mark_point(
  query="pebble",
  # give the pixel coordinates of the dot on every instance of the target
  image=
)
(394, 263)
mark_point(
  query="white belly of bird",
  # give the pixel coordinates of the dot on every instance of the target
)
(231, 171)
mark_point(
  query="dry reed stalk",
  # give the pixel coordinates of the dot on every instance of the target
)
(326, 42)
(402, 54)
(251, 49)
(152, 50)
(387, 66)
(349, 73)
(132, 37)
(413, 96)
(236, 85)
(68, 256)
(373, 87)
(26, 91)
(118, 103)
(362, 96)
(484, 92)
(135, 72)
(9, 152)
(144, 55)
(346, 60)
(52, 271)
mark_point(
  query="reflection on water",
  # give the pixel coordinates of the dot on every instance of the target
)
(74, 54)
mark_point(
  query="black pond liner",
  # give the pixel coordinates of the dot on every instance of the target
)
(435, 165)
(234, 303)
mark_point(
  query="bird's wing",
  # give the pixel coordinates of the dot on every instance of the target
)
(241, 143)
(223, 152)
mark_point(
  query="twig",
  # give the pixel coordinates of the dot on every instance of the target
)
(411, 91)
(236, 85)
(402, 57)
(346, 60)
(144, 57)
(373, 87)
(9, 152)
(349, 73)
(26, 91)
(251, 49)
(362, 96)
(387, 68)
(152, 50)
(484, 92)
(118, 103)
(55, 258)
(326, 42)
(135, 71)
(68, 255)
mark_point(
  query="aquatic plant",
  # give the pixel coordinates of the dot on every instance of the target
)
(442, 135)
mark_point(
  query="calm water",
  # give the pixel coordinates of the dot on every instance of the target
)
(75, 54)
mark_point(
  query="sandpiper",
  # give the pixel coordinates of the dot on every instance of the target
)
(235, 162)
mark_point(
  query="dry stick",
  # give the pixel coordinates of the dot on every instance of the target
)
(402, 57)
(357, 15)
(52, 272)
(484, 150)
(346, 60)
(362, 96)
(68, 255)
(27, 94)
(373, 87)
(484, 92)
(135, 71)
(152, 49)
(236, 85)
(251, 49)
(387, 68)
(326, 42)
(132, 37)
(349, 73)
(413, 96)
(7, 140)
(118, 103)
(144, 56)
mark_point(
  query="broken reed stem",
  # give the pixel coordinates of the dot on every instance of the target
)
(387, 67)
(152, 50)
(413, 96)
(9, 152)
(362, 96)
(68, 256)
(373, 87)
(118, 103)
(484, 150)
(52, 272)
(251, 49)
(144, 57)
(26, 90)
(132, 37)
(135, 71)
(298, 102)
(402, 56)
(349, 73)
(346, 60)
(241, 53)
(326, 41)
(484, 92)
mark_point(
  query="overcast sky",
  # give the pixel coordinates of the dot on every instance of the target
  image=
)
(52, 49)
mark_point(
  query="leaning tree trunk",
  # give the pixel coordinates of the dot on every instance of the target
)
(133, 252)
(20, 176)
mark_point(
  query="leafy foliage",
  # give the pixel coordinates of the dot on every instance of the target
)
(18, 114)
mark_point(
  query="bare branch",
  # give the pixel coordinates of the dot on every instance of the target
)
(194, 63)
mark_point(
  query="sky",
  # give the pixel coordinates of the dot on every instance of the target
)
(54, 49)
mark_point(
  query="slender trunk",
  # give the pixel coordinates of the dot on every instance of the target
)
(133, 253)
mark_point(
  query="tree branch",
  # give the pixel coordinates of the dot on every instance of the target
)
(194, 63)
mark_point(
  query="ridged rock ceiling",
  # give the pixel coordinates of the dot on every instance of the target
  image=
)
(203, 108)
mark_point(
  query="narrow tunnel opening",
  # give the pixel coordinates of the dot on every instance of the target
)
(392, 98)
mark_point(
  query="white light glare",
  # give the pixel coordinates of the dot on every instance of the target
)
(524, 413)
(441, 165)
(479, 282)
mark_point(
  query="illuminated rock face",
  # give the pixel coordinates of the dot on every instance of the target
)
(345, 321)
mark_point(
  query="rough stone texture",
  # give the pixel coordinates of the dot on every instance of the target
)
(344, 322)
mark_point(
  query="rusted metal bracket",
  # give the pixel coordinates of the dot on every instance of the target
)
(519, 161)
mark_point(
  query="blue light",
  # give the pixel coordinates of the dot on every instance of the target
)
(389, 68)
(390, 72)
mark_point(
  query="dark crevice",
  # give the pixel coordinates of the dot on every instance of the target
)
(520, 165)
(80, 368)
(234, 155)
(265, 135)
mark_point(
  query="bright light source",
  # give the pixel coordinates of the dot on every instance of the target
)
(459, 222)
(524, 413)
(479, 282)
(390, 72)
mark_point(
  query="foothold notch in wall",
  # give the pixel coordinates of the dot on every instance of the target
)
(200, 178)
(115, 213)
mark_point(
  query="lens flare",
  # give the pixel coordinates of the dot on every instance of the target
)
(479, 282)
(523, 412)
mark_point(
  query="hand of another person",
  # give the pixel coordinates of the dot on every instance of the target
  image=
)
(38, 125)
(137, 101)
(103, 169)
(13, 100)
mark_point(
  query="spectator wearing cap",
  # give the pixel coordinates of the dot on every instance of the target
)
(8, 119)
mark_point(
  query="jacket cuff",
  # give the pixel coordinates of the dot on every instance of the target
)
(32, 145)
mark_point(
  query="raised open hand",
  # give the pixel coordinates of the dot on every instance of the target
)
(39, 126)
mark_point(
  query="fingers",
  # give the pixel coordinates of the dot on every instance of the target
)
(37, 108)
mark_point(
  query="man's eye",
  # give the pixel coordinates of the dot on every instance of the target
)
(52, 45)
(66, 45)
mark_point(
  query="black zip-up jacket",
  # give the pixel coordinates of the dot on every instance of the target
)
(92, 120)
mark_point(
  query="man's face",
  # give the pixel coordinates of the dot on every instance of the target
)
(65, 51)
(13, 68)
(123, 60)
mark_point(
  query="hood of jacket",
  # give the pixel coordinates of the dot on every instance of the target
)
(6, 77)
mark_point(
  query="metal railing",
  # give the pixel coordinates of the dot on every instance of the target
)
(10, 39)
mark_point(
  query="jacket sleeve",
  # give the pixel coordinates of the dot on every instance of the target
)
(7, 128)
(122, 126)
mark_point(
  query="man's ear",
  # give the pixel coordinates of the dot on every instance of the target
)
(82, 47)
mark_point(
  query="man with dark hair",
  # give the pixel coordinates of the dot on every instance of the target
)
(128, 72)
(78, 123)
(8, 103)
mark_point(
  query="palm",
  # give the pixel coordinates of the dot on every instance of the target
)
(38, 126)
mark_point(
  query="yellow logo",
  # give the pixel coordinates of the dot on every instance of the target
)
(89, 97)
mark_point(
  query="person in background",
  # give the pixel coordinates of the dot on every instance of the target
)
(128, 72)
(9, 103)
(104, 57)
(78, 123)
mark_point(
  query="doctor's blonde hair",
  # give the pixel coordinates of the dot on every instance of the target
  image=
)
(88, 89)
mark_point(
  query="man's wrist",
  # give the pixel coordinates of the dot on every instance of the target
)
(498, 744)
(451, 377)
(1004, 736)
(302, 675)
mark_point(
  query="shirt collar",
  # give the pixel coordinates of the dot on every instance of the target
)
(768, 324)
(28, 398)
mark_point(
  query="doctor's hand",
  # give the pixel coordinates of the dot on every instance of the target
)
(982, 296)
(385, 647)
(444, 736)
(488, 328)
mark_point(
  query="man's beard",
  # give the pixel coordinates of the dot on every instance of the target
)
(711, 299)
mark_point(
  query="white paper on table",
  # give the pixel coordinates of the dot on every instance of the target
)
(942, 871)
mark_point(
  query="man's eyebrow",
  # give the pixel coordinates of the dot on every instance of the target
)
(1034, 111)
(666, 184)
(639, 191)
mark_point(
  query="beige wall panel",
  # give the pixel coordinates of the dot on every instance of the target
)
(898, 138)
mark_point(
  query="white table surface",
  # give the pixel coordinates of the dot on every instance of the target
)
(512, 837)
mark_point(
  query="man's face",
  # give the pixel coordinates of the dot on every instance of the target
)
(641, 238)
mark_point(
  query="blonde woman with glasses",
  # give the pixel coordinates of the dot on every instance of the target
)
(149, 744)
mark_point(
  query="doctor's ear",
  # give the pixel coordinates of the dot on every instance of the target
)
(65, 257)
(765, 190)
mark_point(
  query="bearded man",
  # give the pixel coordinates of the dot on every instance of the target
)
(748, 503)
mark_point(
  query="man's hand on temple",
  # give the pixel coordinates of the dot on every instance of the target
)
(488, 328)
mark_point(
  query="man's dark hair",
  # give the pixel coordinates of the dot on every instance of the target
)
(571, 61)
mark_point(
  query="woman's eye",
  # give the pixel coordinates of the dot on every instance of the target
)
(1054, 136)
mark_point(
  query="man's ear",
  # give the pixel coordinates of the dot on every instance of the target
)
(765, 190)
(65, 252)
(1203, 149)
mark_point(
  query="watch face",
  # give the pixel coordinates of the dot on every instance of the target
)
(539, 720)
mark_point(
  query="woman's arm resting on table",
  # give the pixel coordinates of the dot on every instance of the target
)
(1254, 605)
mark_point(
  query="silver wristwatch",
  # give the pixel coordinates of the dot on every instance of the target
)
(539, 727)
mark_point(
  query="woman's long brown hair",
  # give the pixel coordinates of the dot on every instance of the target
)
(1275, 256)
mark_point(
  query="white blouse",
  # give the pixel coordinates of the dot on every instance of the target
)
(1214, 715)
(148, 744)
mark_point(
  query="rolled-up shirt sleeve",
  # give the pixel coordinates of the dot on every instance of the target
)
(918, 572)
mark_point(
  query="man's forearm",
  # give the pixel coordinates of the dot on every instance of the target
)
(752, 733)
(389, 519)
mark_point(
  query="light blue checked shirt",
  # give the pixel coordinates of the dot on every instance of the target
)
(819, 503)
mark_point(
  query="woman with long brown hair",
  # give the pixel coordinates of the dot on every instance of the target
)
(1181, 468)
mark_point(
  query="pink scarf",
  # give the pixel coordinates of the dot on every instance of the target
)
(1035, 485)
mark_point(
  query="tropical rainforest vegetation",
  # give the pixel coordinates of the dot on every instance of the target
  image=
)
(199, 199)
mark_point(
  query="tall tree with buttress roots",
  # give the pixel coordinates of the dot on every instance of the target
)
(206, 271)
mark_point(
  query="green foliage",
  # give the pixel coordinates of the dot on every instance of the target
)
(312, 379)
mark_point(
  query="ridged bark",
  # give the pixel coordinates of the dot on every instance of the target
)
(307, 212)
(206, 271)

PROBLEM DESCRIPTION = Return each line above that contains the string "tree".

FINISHED ANSWER =
  query="leaning tree trunk",
  query="tree branch",
  query="tall tree with buttress roots",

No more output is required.